Page ::
========================================
How Scraping Dynamic Variable Javascript value using BeautifulSoup and Requests - javascript

I am scraping login page, i only need VAR SALT= variable in JAVASCRIPT TAG.
This is the website = https://ib.muamalatbank.com/ib-app/loginpage
When i am read all answer here,using BeautifulSoup and requests, i can get these 2 variable(Maybe because its static):
var muserid='User ID must be filled';
var mpassword= 'Password must be filled';
But when i try Scrape this var SALT= , its give me all VAR value.
My result code in python
I just need This VAR SALT value only with no Quotation mark
Here the PIC = Source VAR SALT VALUE
I already using re.search, and re.compile, re.findall, but i am Newbie, keep gives me error "Object cannot string...."
from bs4 import BeautifulSoup as bs
import requests
import re
import lxml
import json
URL = 'https://ib.muamalatbank.com/ib-app/loginpage'
REF = 'https://ib.muamalatbank.com'
HEADERS = {'User-Agent': 'User-Agent: Mozilla/5.0 (Windows NT 6.1; Win64; x64; rv:81.0) Gecko/20100101 Firefox/81.0', 'origin': URL, 'referer': REF}
s = requests.session()
soup = bs(s.get(URL, headers=HEADERS, timeout=5, verify=False).text,"html.parser")
========================================
Data block ::
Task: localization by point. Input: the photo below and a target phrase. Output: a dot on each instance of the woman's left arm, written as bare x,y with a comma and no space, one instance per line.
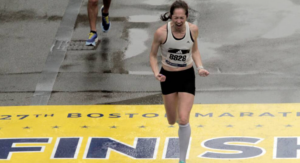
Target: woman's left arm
196,54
========================================
Exercises ::
• A. According to the scraping thread, which two JavaScript variables could the poster already retrieve with BeautifulSoup and requests?
• B. Summarize the scraping thread in two sentences.
• C. Carry on the Python scraping thread from the point where it stops.

Expected outputs ::
• A. muserid and mpassword

• B. The poster is scraping the login page at https://ib.muamalatbank.com/ib-app/loginpage and wants only the value of the JavaScript variable SALT, without quotation marks. They can already get the muserid and mpassword variables, but scraping SALT returns all the variable values, and their attempts with re.search, re.compile and re.findall keep giving an error.

• C.
script = soup.find_all("script")[11]
ambilteks = soup.find_all(text=re.compile("salt=(.*?)"))
print(ambilteks)
Note: 1) i need Help but not interested using Selenium,
I have script in PHP-Laravel, its fully working(i need in Python), but i have no knowledge in laravel, anyone can ask me , i will give the Laravel code
Please help me, thank you very much

Try using re.compile and add the '' into your regex, then extract first result. Not tested with page response. First verify the string is actually present in the response.
p = re.compile(r"var salt='(.*?)'")
res = p.findall(s.get(URL, headers=HEADERS, timeout=5, verify=False).text)[0]
print(res)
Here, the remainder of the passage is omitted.